● **TASK REQUIREMENTS**
A) In the article about the Google doodle for Jorge Luis Borges, what job did Borges take to make ends meet after returning to Buenos Aires?
B) Extend the article about the Google doodle for Jorge Luis Borges by writing a few more sentences after its last one.

● **EXCERPTED TEXT**
Google doodles for Jorge Luis Borges

Last updated on: August 24, 2011 12:06 IST

Image: Google Doodle for Jorge Luis Borges

Search engine giant Google celebrates the writings of the Argentine author who would have been 112 today.

Had he been alive, Jorge Luis Borges would have been 112 years old today.

Born on August 24, 1899 in Buenos Aires, Borges turned to literature thanks to the books in his father's library.

Eventually when his family moved to Switzerland, he ended up learning German and French. He would later end up in Spain and join the Ultraist movement of avant-garde poets -- one that opposed modernism in Spanish poetry.

Spanish would also eventually become the language of his choice.

When he retuned to his homeland in 1921, he took the Ultraist movement there and in 1923 he published his first volume of poems Fervor de Buenos Aires, poemas or Fervour of Buenos Aires, Poems.

To make ends meet, he worked at the Buenos Aires Municipal Library. Since there were very few books in the library to catalogue, Borges would spend most of his time in the library's basement writing -- stories and articles -- and translating.

1938 was the year that would change things for the author. That year he lost his father who he was very close to. Later during the treatment of a severe head injury, Borges nearly died of septicaemia.

While recovering, Borges started experimenting with a style of writing that would become his trademark and one for which he would forever be known -- interconnected short stories with the oft-repeated themes of death and nightmare.

● **DATASET RECORDS**
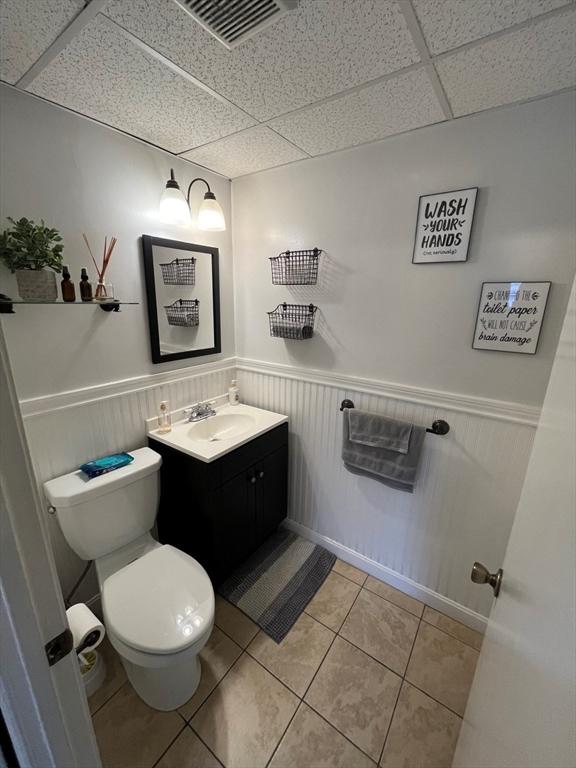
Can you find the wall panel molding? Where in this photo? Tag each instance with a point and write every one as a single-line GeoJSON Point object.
{"type": "Point", "coordinates": [394, 579]}
{"type": "Point", "coordinates": [462, 510]}
{"type": "Point", "coordinates": [518, 413]}
{"type": "Point", "coordinates": [36, 406]}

● **EXERCISE ANSWERS**
A) He worked at the Buenos Aires Municipal Library.

B)
Borges' first story after his accident Pierre Menard, Author of The Quixote came in May 1939 and, somewhat unsurprisingly, explored the father-son relationship.

During World War II, Borges supported the Allied Forces, which did not go down well with dictator Juan Peron.

When Peron's regime fell, Borges became a professor of English and American literature at the University of Buenos Aires and was made the director of the national library.

As he began losing his sight, he sought to create innovative literary symbols.

Borges won the Formentor Prize along with the great absurdist playwright Samuel Beckett but was never awarded the Nobel, something that would distress him till the very end.
 
On June 14, 1986 Jorge Luis Borges died of liver cancer aged 86.

Over the years Google doodles have been commemorating important dates in history. Some of these, including the most recent one for Les Paul was an interactive video.